PROMPT 1:
Return the records that come after the text below, line for line and without any change.

EXCERPT:
2500 years later: what can Buddha teach us about Personal and Organisational Development? The answer lays at the heart of it!

Note: I am talking here about the history and philosophy of the man generally known as “Buddha”. I am not talking about the religion “Buddhism” which is a separate thing.

I recently completed another reading of Stephen Batchelor’s great little book: Buddhism without beliefs after also reading After Buddhism by the same author.

Why the interest? Well, for someone interested in History, Philosophy, Adult Development and Leadership, Buddha is an intriguing personality. Stephen Batchelor is a scholar who, with others, has investigated the earliest writings. He does a great job teasing apart the man and his philosophy from the religion that was subsequently built upon his ideas.

Relevance to Adult Development (and hence Leadership)

The written canon describing the insight the Buddha is said to have had after his journeys and prolonged meditation bears striking resemblance to the philosophical framework around Constructive Developmental Psychology and Subject Object theory. I find that fascinating because these are, in my view, core foundations for personal development and hence effective organisations.

Below I will touch on what I consider to be the relevance for personal and organisational development.

Historically, the core of Buddhist thought revolves around the The Four Noble Truths – a description of Buddha’s insight. These are generally expressed as follows however this translation and implied moralistic-theistic interpretation is called into question by Batchelor. His re-translation appears below.

The Four Noble Truths as normally expressed:

  1. We crave and cling to things that are actually impermanent
  2. Our attachment to both greed and aversion causes an endless cycle of suffering
  3. We can realise that our attachment is the root cause of suffering
  4. We can be released by following the eightfold path to enlightenment

Batchelor starts by taking exception to the word “Truth”. He, and others, argue that the correct translation is “Task” (he is a Sanskrit scholar). He also argues that the translations of many other terms associated with the Four Noble Truths have been loaded with moralistic layers as it morphed from a philosophy into a religion.

DATA RECORDS:

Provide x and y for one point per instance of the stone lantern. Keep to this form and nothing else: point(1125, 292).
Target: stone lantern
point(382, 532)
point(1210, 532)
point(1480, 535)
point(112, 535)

PROMPT 2:
In the post on Buddha and personal development, which word does Batchelor argue is the correct translation in place of "Truth"?

EXERCISE SOLUTION 1:
Provide x and y for one point per instance of the stone lantern. Keep to this form and nothing else: point(1125, 292).
Target: stone lantern
point(382, 532)
point(1210, 532)
point(1480, 535)
point(112, 535)

EXERCISE SOLUTION 2:
"Task."